AIM OF THE EXERCISE: All that is needed is the line containing "find the white latex glove" together with each line after it, transcribed exactly to the end of the records.

INFORMATION SUPPLIED:

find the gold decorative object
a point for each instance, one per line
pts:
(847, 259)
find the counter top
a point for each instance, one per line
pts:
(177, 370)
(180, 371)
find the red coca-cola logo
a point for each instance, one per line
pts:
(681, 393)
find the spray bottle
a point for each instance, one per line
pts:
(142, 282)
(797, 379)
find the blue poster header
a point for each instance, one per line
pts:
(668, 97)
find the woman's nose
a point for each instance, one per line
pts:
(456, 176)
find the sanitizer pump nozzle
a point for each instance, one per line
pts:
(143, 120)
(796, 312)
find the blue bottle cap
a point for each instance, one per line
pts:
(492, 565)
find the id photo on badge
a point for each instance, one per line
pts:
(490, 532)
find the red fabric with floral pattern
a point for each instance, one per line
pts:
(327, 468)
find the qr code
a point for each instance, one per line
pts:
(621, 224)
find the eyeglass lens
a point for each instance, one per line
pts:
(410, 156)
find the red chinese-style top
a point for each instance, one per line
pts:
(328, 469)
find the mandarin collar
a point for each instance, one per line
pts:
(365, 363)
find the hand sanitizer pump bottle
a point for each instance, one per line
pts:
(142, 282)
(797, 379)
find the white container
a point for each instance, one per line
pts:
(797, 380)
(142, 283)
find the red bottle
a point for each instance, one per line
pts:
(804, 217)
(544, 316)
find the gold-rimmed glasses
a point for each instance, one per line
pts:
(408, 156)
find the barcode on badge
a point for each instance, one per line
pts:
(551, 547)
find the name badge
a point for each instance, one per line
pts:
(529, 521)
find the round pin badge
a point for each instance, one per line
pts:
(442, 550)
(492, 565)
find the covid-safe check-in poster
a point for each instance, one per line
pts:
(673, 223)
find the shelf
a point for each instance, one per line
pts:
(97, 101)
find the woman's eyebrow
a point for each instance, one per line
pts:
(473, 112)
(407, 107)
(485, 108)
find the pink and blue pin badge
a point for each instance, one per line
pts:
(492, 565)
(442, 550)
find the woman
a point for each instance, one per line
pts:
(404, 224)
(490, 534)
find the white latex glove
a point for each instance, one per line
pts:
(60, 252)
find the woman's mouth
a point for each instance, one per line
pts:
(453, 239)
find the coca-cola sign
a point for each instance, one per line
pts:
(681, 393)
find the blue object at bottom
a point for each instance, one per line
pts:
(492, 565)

ANSWER:
find the white latex glove
a point for each instance, one per line
pts:
(60, 252)
find the woman's mouth
a point for each instance, one per line
pts:
(453, 239)
find the coca-cola sign
a point for each instance, one per line
pts:
(681, 393)
find the blue object at bottom
a point for each instance, one per line
pts:
(492, 565)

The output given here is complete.